#### COMPITI ASSEGNATI
1) Trascriva parola per parola l'intero testo sulle garanzie di origine e i certificati verdi.
2) Riscriva per intero la parte dei record che va dalla riga contenente "Please examine the photo and determine if any yellow flower" fino alla riga contenente "276 157 482 450", entrambe incluse, senza tralasciare alcuna riga. Sommi 73 a ciascuna coordinata presente nelle risposte.

#### TESTO DA LEGGERE
• • • • • • •

Secondo la Commissione, dai considerando 10 e 11 della direttiva 2001/77 si evince che il sistema delle garanzie di origine, attuato dall’articolo 5 della suddetta direttiva per agevolare gli scambi di elettricità e aumentare la trasparenza per i consumatori permettendo di stabilire se l’elettricità è prodotta da fonti energetiche rinnovabili, deve essere distinto da quello dei certificati verdi introdotto da taluni regimi nazionali di sostegno ai sensi dell’articolo 4 della suddetta direttiva. Detti certificati verdi, che non rispondono a un regime armonizzato, sono volti, da parte loro, a sovvenzionare la produzione di elettricità verde riconoscendo ai produttori di elettricità un’integrazione del reddito volta a coprire i maggiori costi connessi a detta tipologia di produzione. A differenza delle garanzie di origine, essi costituiscono titoli negoziabili che possono essere scambiati su un mercato secondario sul quale i produttori competono. Ne consegue che le garanzie di origine non implicano alcun diritto di beneficiare di simili regimi nazionali di sostegno e che gli Stati membri non sono tenuti a riconoscere le garanzie di origine provenienti dagli altri Stati membri quale contributo all’adempimento delle quote nazionali.

50.

• • • • • • •

#### MATERIALE DI RIFERIMENTO

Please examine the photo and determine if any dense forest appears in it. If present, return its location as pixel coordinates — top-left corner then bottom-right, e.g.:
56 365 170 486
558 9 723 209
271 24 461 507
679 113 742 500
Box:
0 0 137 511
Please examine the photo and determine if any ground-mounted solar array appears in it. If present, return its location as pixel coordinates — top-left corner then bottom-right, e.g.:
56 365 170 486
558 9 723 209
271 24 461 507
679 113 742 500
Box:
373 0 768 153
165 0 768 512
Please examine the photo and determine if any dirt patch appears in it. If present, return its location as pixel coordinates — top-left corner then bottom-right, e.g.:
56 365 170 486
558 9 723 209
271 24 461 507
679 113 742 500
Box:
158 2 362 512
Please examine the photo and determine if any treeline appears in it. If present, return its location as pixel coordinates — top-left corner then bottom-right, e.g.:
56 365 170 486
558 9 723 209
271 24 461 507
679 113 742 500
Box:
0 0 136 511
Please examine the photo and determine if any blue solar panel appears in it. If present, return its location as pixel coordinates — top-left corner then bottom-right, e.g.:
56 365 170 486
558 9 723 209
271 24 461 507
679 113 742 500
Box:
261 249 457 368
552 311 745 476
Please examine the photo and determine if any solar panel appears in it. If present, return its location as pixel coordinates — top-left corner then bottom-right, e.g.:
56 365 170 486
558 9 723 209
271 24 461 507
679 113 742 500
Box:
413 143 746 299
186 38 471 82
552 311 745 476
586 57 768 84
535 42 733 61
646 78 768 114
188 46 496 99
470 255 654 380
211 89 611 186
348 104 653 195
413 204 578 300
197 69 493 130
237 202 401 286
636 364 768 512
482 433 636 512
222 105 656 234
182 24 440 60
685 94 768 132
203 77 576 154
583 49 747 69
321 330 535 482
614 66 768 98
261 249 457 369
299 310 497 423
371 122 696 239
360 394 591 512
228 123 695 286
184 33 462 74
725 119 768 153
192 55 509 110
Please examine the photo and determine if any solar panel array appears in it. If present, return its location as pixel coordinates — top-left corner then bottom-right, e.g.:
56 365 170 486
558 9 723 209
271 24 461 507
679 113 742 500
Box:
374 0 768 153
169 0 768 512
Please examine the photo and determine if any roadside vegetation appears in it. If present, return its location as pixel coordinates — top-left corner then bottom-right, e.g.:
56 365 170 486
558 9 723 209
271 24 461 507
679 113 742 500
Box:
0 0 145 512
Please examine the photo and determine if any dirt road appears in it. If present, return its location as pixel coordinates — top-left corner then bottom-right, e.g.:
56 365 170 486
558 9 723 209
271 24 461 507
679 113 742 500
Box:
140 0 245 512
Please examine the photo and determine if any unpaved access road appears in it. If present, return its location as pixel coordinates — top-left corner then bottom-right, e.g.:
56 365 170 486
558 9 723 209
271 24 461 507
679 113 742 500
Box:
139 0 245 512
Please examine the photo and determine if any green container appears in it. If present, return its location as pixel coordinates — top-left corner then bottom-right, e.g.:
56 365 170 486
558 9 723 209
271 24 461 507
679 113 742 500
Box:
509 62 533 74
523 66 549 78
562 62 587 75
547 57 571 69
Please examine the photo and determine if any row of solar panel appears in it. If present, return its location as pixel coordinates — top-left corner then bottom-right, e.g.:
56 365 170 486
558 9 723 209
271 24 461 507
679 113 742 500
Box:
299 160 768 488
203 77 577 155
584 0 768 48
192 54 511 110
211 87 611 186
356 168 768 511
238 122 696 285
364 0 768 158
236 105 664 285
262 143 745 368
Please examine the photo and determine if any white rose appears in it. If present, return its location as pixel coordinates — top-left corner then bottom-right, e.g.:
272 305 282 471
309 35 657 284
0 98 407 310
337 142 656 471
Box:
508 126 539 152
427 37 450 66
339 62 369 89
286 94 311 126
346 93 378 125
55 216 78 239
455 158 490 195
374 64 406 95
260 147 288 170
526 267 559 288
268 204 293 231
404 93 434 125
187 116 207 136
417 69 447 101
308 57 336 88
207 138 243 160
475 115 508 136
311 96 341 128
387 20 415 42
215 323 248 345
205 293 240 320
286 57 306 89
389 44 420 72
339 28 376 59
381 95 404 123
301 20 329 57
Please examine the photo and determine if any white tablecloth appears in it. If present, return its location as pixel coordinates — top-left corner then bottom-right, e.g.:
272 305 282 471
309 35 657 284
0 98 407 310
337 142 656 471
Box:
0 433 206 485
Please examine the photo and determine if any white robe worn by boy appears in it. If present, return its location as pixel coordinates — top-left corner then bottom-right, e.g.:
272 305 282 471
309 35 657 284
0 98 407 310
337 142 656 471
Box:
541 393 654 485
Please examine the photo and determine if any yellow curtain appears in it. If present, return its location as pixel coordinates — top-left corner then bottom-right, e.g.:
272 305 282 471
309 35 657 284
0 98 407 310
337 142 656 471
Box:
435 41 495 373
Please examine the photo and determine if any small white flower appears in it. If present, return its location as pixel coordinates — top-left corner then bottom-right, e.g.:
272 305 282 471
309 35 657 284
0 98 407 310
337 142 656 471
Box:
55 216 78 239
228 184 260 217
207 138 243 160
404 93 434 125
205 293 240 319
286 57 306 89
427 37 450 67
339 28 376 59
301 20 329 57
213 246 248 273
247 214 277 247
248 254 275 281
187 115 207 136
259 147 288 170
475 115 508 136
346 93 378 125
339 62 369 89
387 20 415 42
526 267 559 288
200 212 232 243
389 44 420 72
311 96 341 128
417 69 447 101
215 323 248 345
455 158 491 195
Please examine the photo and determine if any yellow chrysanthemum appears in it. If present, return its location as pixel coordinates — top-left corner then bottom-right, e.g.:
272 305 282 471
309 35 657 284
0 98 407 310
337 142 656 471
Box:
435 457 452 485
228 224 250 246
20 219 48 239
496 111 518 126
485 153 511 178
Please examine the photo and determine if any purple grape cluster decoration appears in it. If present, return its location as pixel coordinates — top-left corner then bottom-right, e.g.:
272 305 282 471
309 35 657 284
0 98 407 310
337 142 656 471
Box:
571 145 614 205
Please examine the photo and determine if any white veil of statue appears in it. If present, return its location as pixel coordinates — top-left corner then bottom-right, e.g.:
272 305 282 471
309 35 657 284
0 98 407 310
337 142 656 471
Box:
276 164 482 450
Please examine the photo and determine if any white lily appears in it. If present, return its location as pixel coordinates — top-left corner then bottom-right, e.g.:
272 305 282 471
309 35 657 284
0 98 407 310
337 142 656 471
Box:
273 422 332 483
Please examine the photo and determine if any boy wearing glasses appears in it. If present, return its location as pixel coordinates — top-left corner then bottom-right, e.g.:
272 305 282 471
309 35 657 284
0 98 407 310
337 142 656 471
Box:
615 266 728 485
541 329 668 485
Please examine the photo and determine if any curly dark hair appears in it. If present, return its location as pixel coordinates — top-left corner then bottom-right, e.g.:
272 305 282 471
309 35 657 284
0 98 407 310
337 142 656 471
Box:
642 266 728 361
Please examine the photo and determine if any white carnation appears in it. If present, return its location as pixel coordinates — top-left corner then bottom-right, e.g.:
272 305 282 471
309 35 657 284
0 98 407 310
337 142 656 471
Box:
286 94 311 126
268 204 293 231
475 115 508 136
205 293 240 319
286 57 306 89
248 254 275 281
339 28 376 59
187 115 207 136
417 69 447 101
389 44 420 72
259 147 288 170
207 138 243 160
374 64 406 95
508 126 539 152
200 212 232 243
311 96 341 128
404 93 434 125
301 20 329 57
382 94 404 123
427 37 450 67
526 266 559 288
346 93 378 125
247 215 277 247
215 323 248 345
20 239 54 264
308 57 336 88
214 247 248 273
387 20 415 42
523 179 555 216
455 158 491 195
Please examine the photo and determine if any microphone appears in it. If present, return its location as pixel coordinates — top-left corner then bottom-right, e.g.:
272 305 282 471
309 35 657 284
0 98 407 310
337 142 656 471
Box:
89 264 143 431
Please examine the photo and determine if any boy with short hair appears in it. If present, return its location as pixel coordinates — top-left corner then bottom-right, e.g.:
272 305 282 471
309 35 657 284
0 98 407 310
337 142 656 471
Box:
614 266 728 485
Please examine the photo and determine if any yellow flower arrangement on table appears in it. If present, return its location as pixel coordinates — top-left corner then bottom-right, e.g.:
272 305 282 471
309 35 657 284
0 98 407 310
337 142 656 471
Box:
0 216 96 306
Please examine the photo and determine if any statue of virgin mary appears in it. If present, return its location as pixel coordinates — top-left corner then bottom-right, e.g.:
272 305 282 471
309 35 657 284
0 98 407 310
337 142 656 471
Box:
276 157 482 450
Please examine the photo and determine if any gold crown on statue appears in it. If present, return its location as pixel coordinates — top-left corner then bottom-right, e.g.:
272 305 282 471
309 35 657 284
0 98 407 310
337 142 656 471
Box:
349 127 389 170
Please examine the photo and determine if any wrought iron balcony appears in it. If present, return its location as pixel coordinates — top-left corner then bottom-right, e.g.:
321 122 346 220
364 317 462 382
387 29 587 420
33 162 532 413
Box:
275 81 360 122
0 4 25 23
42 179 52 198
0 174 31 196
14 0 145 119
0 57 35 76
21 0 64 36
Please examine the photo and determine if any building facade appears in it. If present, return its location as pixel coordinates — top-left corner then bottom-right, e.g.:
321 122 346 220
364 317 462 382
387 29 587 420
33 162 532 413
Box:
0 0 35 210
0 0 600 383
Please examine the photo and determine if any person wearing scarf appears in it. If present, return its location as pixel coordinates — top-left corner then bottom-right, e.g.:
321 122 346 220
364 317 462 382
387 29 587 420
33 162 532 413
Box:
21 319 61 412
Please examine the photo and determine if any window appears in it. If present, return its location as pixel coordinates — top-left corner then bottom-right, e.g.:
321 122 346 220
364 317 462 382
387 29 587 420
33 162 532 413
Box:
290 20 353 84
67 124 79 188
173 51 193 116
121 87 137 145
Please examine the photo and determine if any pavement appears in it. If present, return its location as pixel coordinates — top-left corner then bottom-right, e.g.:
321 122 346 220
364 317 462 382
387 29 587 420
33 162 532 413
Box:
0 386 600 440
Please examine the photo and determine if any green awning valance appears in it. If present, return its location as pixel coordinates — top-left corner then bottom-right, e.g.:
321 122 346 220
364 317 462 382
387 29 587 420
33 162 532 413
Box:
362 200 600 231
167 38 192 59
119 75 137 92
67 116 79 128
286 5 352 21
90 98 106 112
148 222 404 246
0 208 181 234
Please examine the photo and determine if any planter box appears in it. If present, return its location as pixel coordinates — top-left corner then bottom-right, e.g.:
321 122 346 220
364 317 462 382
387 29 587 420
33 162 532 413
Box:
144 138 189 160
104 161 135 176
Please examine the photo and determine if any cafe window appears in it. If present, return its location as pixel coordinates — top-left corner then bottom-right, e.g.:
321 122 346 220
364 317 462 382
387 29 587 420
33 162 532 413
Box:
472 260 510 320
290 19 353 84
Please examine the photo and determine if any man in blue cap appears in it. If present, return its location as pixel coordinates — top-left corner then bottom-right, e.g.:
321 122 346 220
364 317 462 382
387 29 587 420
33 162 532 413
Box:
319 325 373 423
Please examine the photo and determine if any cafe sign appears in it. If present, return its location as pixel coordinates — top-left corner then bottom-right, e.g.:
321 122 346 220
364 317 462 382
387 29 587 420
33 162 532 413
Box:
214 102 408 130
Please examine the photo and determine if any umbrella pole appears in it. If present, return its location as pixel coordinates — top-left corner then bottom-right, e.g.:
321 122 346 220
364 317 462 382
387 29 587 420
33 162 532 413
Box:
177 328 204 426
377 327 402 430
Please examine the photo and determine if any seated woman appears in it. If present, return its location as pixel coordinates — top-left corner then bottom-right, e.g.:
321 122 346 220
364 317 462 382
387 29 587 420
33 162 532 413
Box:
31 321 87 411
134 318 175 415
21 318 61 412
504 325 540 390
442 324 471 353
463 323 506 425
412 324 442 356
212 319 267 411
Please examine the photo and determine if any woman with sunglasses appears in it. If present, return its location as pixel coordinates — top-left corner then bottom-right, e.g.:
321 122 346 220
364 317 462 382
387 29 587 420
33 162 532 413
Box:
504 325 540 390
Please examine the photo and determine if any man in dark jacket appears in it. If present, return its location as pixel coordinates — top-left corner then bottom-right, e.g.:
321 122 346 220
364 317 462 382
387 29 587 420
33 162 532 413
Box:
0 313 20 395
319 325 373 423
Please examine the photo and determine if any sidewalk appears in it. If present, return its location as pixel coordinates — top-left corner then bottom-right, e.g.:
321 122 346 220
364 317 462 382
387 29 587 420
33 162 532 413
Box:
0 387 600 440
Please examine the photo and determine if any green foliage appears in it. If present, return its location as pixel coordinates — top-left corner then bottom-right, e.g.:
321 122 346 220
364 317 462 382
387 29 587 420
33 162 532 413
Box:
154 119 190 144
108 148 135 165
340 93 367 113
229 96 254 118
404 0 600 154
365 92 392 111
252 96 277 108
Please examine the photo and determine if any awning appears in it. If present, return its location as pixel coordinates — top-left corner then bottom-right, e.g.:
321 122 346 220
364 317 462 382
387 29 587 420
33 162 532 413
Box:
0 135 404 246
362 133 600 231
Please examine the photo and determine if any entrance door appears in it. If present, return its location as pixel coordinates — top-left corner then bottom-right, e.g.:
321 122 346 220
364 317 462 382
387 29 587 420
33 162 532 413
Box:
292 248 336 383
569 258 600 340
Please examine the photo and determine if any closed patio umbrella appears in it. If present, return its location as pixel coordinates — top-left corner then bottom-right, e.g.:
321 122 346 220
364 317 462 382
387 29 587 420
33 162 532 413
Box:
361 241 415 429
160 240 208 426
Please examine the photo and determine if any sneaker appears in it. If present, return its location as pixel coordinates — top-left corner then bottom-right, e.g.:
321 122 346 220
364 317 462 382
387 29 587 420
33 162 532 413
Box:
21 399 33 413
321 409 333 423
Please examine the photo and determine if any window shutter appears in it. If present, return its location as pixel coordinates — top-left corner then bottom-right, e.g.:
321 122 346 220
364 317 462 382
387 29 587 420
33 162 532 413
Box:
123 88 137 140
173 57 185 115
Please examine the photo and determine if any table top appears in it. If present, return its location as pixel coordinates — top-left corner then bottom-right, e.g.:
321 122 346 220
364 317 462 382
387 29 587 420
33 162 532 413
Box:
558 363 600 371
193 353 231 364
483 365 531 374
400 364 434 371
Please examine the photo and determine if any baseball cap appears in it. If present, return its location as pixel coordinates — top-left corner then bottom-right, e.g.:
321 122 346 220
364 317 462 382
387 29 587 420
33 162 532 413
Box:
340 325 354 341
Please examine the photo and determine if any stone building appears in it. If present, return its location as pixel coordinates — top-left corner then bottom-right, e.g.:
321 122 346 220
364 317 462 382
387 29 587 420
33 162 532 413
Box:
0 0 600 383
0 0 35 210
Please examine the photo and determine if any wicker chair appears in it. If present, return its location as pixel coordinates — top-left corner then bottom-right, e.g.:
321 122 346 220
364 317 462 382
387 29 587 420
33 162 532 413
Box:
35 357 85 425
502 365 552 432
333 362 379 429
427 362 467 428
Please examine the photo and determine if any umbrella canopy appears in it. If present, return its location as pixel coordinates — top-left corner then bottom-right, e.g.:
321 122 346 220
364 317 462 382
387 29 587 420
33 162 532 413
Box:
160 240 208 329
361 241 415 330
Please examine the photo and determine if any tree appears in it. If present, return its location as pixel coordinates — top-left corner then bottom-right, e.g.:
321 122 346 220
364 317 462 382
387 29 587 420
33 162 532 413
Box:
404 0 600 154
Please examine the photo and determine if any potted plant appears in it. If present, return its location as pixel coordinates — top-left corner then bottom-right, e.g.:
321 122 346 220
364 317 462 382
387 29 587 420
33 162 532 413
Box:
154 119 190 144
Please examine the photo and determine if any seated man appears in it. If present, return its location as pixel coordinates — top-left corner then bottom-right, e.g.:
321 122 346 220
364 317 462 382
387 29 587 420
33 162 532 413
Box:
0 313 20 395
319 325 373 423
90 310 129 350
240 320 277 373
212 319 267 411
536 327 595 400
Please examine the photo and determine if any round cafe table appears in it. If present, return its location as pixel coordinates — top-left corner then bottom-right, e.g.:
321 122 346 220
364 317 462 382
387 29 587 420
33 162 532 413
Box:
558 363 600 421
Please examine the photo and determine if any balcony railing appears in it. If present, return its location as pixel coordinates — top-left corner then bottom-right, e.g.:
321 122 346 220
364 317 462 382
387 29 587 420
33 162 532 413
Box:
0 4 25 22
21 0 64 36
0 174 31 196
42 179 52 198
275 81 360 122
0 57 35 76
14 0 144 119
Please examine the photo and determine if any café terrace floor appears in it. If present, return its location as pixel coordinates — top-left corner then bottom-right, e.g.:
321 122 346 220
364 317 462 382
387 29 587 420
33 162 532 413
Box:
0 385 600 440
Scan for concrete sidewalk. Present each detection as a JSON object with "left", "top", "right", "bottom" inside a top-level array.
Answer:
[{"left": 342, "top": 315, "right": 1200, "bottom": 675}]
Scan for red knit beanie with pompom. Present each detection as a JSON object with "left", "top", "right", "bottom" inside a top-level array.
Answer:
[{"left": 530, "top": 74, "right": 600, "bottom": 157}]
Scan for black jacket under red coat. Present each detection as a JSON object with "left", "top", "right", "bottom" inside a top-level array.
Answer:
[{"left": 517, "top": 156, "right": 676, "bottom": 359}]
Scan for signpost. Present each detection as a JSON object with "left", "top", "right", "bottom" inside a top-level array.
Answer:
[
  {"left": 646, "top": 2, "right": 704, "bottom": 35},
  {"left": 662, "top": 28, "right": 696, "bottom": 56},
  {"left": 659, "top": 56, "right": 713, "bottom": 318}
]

• • • • • • •

#### RISPOSTE IN SEQUENZA
1)
Secondo la Commissione, dai considerando 10 e 11 della direttiva 2001/77 si evince che il sistema delle garanzie di origine, attuato dall’articolo 5 della suddetta direttiva per agevolare gli scambi di elettricità e aumentare la trasparenza per i consumatori permettendo di stabilire se l’elettricità è prodotta da fonti energetiche rinnovabili, deve essere distinto da quello dei certificati verdi introdotto da taluni regimi nazionali di sostegno ai sensi dell’articolo 4 della suddetta direttiva. Detti certificati verdi, che non rispondono a un regime armonizzato, sono volti, da parte loro, a sovvenzionare la produzione di elettricità verde riconoscendo ai produttori di elettricità un’integrazione del reddito volta a coprire i maggiori costi connessi a detta tipologia di produzione. A differenza delle garanzie di origine, essi costituiscono titoli negoziabili che possono essere scambiati su un mercato secondario sul quale i produttori competono. Ne consegue che le garanzie di origine non implicano alcun diritto di beneficiare di simili regimi nazionali di sostegno e che gli Stati membri non sono tenuti a riconoscere le garanzie di origine provenienti dagli altri Stati membri quale contributo all’adempimento delle quote nazionali.

50.

2)
Please examine the photo and determine if any yellow flower arrangement on table appears in it. If present, return its location as pixel coordinates — top-left corner then bottom-right, e.g.:
272 305 282 471
309 35 657 284
0 98 407 310
337 142 656 471
Box:
73 289 169 379
Please examine the photo and determine if any statue of virgin mary appears in it. If present, return its location as pixel coordinates — top-left corner then bottom-right, e.g.:
272 305 282 471
309 35 657 284
0 98 407 310
337 142 656 471
Box:
349 230 555 523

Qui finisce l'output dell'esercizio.